▶ **Task goal**:
Reproduce the listing below verbatim, starting at the line containing "Where can the white shipping" and continuing through the final line of the listing.

------

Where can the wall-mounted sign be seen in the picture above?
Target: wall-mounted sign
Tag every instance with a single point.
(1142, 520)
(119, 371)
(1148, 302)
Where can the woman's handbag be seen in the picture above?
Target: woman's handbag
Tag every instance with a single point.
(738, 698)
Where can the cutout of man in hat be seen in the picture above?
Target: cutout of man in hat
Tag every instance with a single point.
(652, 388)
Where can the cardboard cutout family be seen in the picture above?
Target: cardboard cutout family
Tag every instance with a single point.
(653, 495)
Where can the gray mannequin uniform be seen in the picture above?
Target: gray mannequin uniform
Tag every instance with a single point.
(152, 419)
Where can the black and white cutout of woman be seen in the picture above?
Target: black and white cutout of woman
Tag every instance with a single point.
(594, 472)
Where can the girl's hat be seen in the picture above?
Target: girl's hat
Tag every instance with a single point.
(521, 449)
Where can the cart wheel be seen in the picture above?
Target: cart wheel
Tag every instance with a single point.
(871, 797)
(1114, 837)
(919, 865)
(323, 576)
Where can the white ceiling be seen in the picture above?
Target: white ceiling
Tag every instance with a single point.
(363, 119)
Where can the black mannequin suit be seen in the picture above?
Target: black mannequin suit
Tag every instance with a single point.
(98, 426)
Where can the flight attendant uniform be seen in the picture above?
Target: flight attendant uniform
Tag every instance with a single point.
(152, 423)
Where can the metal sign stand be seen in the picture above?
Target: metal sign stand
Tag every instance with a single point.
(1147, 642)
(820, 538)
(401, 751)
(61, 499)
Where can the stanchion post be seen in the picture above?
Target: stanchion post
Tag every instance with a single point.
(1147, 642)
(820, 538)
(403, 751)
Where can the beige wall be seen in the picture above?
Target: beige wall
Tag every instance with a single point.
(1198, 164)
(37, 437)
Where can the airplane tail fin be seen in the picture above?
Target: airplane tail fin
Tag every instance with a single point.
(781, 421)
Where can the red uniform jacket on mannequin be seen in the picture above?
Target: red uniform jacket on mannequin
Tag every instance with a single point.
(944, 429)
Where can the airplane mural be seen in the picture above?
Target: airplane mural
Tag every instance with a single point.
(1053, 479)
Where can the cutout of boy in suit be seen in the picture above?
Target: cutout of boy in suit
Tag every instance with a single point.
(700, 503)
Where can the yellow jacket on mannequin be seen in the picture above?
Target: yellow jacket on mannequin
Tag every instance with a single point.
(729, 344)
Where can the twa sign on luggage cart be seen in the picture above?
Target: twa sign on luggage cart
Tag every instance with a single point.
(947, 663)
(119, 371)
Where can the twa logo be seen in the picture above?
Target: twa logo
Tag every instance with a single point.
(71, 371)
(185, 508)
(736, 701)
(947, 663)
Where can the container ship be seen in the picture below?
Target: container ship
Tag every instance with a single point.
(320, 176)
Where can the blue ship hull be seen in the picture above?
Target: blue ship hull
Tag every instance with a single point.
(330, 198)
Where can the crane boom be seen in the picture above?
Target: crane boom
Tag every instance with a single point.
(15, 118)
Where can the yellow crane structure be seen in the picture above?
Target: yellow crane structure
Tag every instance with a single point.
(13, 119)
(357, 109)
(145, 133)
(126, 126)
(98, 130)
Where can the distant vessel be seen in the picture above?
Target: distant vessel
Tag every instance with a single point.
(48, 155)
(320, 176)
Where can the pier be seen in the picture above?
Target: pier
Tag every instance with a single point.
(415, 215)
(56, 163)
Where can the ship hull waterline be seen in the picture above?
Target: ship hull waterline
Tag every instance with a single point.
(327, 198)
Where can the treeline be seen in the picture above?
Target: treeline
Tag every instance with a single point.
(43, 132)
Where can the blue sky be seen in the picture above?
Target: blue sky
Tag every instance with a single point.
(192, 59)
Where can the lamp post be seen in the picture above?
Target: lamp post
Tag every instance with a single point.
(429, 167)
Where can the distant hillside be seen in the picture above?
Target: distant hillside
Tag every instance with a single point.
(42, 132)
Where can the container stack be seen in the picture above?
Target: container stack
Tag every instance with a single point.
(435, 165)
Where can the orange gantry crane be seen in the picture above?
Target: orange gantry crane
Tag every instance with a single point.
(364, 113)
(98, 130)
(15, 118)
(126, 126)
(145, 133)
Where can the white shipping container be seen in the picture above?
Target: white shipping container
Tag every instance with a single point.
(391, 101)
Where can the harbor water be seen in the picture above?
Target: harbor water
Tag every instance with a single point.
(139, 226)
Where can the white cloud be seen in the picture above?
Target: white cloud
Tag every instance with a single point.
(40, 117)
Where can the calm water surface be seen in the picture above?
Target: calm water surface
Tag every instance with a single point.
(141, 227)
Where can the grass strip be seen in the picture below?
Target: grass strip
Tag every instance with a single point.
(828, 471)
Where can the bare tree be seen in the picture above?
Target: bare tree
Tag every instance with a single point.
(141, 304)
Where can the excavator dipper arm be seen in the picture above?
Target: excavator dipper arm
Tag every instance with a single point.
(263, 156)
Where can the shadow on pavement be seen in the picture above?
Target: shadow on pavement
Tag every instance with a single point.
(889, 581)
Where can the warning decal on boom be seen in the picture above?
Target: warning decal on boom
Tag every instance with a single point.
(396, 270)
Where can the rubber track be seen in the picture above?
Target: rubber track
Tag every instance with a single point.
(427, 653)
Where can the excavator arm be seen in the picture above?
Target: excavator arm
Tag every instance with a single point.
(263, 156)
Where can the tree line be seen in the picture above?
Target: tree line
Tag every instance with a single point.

------

▶ **Solution to this task**:
Where can the white shipping container be seen in the picture above?
Target: white shipping container
Tag every instance with a single point.
(391, 101)
Where can the harbor water be seen in the picture above?
Target: harbor water
Tag every instance with a single point.
(139, 226)
Where can the white cloud be seen in the picture above?
Target: white cloud
Tag every instance with a single point.
(40, 117)
Where can the calm water surface be seen in the picture above?
Target: calm water surface
Tag every instance with a single point.
(141, 227)
Where can the grass strip be seen in the picture below?
Target: grass strip
Tag every instance with a single point.
(828, 471)
Where can the bare tree be seen in the picture above?
Target: bare tree
Tag every instance with a single point.
(141, 304)
Where can the excavator dipper arm be seen in the picture above?
Target: excavator dipper arm
Tag every instance with a single point.
(263, 156)
Where can the shadow on pavement be seen in the picture above?
Target: shadow on pavement
Tag every instance with a single point.
(889, 581)
Where can the warning decal on boom be seen in the picture above?
Target: warning decal on boom
Tag every instance with a single point.
(396, 270)
Where can the rubber track be seen in the picture above?
Target: rubber track
Tag every instance with a single point.
(427, 653)
Where can the excavator arm be seen in the picture above?
Target: excavator arm
Tag every instance with a single point.
(263, 156)
Where can the tree line be seen in the picture above?
Target: tree line
Tag every instance with a single point.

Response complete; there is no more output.